Stated problem »
Omit every picture, then give all the entries again exactly.

[start]

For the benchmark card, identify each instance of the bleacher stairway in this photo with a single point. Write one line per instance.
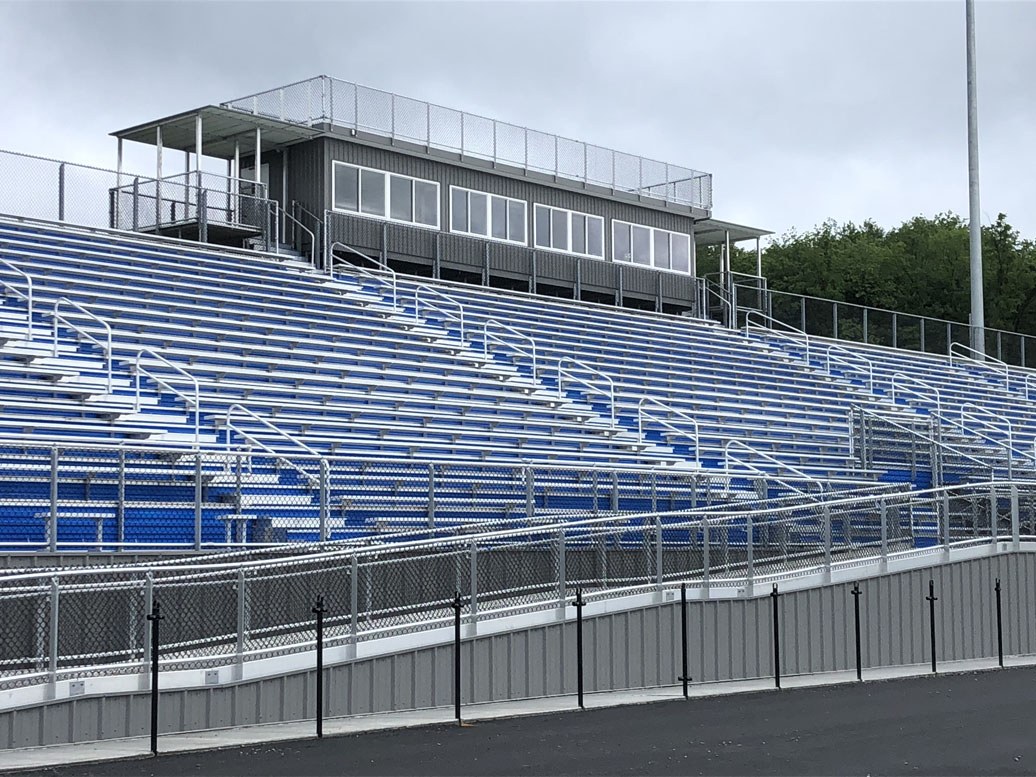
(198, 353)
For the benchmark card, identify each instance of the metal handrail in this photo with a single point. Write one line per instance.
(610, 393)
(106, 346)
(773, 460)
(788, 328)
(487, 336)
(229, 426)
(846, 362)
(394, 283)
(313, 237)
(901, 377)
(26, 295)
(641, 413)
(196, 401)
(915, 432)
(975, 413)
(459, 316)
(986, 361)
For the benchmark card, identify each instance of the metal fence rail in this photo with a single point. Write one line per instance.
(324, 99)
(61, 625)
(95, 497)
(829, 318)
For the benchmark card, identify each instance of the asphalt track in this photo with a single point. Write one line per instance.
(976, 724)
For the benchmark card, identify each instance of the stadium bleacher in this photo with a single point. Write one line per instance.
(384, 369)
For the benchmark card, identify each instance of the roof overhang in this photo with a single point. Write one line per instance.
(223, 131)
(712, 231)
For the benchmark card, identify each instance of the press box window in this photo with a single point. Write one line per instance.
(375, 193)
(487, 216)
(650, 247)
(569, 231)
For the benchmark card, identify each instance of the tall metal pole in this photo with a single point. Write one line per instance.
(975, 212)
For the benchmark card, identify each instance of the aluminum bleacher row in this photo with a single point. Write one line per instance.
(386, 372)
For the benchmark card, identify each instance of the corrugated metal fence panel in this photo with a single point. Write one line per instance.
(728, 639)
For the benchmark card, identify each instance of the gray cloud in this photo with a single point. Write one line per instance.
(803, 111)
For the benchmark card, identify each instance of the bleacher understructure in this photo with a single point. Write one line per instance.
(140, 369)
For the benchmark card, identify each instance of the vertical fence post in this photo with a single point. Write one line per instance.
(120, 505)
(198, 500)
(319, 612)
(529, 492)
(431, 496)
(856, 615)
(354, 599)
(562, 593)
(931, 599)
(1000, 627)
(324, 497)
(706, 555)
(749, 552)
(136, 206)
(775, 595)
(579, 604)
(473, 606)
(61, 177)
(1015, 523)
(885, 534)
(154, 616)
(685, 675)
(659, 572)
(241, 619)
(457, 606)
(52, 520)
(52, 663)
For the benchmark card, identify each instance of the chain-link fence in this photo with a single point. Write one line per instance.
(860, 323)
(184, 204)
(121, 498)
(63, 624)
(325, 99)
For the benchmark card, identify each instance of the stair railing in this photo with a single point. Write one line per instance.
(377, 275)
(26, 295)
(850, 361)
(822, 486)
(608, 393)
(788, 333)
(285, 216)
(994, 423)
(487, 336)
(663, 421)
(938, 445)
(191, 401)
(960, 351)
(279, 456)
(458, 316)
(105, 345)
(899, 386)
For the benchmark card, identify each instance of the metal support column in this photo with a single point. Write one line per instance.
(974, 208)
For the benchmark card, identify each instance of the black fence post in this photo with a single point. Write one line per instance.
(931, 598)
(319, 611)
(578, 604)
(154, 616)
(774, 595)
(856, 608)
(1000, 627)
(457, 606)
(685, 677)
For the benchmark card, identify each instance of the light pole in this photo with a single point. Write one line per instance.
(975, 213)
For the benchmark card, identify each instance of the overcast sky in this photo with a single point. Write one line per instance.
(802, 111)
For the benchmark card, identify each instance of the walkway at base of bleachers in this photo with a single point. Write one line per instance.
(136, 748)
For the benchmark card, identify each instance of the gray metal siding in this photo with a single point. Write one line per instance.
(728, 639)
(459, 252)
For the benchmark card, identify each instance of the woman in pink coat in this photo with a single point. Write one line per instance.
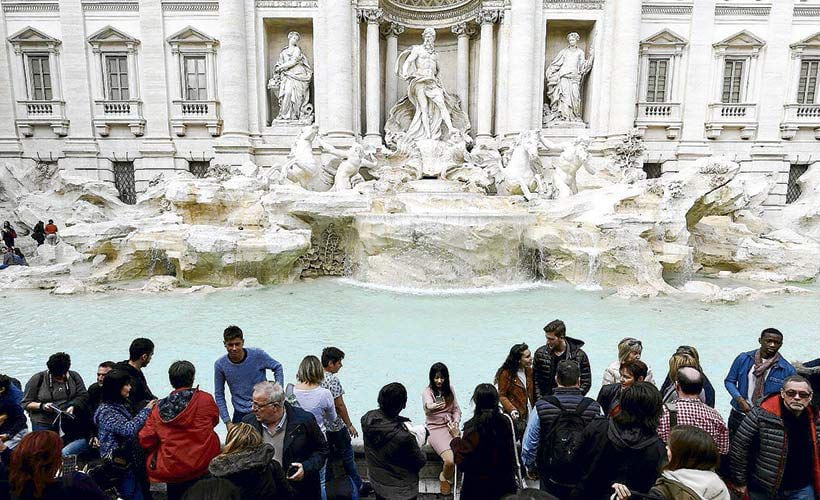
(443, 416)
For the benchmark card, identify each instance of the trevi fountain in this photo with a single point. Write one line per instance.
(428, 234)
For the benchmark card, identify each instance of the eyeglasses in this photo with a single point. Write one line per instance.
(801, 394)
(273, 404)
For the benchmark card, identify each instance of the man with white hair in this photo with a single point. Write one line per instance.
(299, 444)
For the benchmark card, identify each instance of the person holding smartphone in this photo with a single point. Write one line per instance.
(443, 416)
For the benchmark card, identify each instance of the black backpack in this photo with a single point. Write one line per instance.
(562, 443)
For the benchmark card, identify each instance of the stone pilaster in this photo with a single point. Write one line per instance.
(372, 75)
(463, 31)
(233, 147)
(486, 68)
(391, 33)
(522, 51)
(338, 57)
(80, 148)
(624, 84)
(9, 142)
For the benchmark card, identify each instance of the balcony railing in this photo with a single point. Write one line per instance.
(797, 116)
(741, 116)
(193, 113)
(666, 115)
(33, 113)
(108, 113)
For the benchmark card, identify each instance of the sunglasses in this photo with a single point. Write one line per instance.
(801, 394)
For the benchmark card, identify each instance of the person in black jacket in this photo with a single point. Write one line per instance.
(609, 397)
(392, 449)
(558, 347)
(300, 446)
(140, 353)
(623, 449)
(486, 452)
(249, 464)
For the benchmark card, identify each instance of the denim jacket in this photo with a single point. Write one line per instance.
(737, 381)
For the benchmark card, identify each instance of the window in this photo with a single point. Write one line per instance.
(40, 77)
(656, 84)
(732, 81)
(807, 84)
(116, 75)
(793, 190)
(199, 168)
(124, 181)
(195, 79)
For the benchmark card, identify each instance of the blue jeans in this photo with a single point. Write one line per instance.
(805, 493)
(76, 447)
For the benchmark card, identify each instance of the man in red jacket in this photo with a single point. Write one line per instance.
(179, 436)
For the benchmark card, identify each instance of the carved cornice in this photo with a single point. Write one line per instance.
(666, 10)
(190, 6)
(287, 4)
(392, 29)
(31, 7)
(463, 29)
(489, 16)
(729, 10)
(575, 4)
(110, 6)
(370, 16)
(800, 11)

[end]

Answer to the problem »
For the benchmark card, identify each instance of the bleacher stairway in this photo with a single point. Write one line per instance.
(198, 353)
For the benchmark card, identify each instance of the metal handrail in this photo with a single point. Write one line per instance.
(610, 393)
(106, 346)
(773, 460)
(788, 328)
(487, 336)
(229, 426)
(846, 362)
(394, 283)
(313, 237)
(901, 377)
(26, 295)
(641, 413)
(196, 401)
(915, 432)
(975, 413)
(459, 316)
(986, 361)
For the benchmark card, identify each instance of the metal fence rail in this photo with a single point. Write one line per instance.
(324, 99)
(61, 625)
(95, 497)
(829, 318)
For the benchmark card, identify each instance of the asphalt track in this photo with a single point. Write one line per instance.
(976, 724)
For the benchmark card, identify each instance of the stadium bleacher in this photo with a single point. Write one line per instance.
(384, 369)
For the benchmark card, identify each instance of the roof overhang in this photo with a single point. Write one line per instance.
(223, 131)
(712, 231)
For the benchmark card, identify each instance of the press box window in this photo with a single point. Write one line per instance.
(375, 193)
(487, 216)
(650, 247)
(569, 231)
For the benchmark card, identify each instance of the tall metal pole in this photo with a single point. Write one line per instance.
(975, 212)
For the benchmark card, identify each instance of the aluminum bleacher row in this photo with a single point. Write one line per instance.
(386, 372)
For the benchmark card, identify each instance of the corrugated metal fence panel in this photo with a single point. Write one line per instance.
(728, 639)
For the benchmark card, identify each instance of the gray cloud in this photo with a single point. Write one line per instance.
(803, 111)
For the benchmark card, identify each instance of the bleacher understructure in this photo with a single point. Write one line per instance.
(140, 369)
For the benchmark card, identify each instance of the vertical fence post in this photo with a single point. Write one line per instance.
(120, 505)
(198, 500)
(319, 612)
(529, 492)
(431, 496)
(856, 615)
(354, 599)
(562, 593)
(931, 599)
(1000, 627)
(324, 497)
(706, 555)
(749, 552)
(136, 206)
(775, 595)
(579, 604)
(473, 606)
(61, 177)
(1015, 523)
(885, 534)
(154, 616)
(685, 675)
(659, 572)
(241, 619)
(457, 606)
(52, 520)
(52, 663)
For the benchmark card, identify each instance of the chain-link fence in this photo with a single point. Write one line per instance.
(860, 323)
(184, 204)
(121, 498)
(63, 624)
(325, 99)
For the benchmark card, identify each instance of the stair railing in this photo with a single point. Write one line per instance.
(377, 275)
(26, 295)
(850, 361)
(822, 486)
(608, 393)
(788, 333)
(285, 216)
(994, 423)
(487, 336)
(663, 421)
(938, 445)
(191, 401)
(960, 351)
(279, 456)
(458, 316)
(105, 345)
(899, 386)
For the benchmark card, identify each instance of the metal support column in this photo with a single point. Write one line per instance.
(974, 208)
For the benchmark card, identify each instance of the black fence post in this photo with a single point. Write one line per instance.
(931, 598)
(319, 611)
(578, 604)
(154, 616)
(774, 595)
(856, 608)
(1000, 627)
(457, 606)
(685, 677)
For the benchmark card, identify each instance of the light pole in this photo with a single point. Write one line per instance.
(975, 213)
For the benchmark card, identify each instance of the overcast sky in this photo with a single point. Write one line per instance.
(802, 111)
For the benchmark card, identify each instance of the walkway at base of bleachers in this photo with a single point. Write one line per instance.
(136, 748)
For the benchmark card, identify each instance of the gray metal siding in this photo with a single point. Write one line per instance.
(728, 639)
(459, 252)
For the benchmark card, identify each instance of the woman in pink coat in this photo with a single point. Write one line per instance.
(443, 416)
For the benchmark card, identify each instance of the trevi fountain in this photo with a single point. Write one line per instance.
(428, 234)
For the benchmark card, identify each instance of the eyeglasses in this photo with a single point. Write one line per instance.
(801, 394)
(273, 404)
For the benchmark card, identify each instance of the man with white hair in this photo with a single point. Write one line per instance.
(299, 444)
For the benchmark card, identify each instance of the person holding smartphone in this photo with a single point. Write one line per instance.
(443, 416)
For the benchmark card, identify each instance of the black backpack in this photo with a single point. Write one line per instance.
(562, 443)
For the benchmark card, identify each instance of the stone pilaster in this photo with a single point. Write one line per instance.
(372, 75)
(463, 31)
(233, 147)
(486, 68)
(391, 33)
(522, 51)
(338, 57)
(80, 148)
(624, 84)
(9, 142)
For the benchmark card, identify each instance of the balcony railing in this photo with a single point. Write one line per instance.
(797, 116)
(741, 116)
(193, 113)
(666, 115)
(33, 113)
(108, 113)
For the benchmark card, identify each instance of the sunglasses in this photo with a single point. Write one line per instance.
(801, 394)
For the benchmark card, identify each instance of the person in black jacket in this photo with a single point. Write one line per instance.
(609, 397)
(392, 449)
(558, 347)
(300, 446)
(140, 353)
(623, 449)
(486, 452)
(249, 464)
For the benchmark card, identify each instance of the denim jacket in this photo with a single point. Write one line per instance.
(737, 381)
For the benchmark card, identify each instance of the window in this photo with a single point. Write one line per instance.
(40, 77)
(656, 84)
(732, 81)
(807, 84)
(116, 75)
(793, 190)
(199, 168)
(124, 181)
(195, 79)
For the benchmark card, identify each instance of the blue jeans in this photo with a single point. Write one line per instance.
(805, 493)
(76, 447)
For the benchmark card, identify each instance of the man in red jacket in this photo with a single point. Write one line per instance.
(179, 436)
For the benchmark card, identify each instance of the carved cornice in this photo with a single point. Write one line per instance.
(666, 10)
(190, 6)
(287, 4)
(392, 29)
(31, 7)
(463, 29)
(489, 16)
(729, 10)
(575, 4)
(110, 6)
(370, 16)
(800, 11)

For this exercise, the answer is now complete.